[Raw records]
----------------------------------------

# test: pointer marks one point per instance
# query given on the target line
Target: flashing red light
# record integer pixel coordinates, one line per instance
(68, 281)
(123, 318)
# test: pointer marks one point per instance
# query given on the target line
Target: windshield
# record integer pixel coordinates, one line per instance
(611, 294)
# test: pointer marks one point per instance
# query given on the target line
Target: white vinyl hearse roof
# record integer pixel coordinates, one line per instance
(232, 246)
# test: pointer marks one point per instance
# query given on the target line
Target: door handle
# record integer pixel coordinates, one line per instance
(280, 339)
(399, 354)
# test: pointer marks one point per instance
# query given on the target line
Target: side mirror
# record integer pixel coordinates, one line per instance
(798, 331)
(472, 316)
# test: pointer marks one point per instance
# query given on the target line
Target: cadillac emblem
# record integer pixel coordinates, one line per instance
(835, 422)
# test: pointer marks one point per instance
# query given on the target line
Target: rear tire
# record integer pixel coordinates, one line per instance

----------------------------------------

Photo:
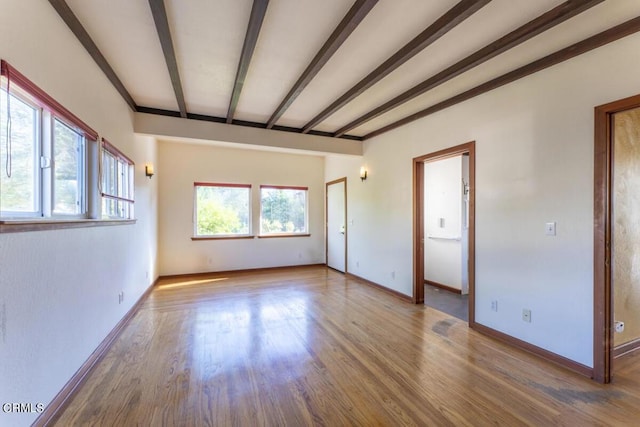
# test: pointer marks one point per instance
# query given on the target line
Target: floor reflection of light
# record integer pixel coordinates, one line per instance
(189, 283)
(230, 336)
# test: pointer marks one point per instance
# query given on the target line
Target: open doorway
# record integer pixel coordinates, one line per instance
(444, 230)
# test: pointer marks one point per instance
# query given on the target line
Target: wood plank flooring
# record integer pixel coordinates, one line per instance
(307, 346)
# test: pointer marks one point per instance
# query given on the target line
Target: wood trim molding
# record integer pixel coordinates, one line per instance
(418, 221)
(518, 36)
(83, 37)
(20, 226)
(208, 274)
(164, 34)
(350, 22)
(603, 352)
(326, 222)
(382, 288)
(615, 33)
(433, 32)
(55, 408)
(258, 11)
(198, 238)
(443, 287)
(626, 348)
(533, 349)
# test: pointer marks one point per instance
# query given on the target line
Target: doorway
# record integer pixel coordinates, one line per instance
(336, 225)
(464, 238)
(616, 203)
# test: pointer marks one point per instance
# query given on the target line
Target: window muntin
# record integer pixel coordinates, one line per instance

----------------------------------------

Select and copy every line of the rows above that contains the word "wood".

Target: wood plank flooring
Target: wood trim molding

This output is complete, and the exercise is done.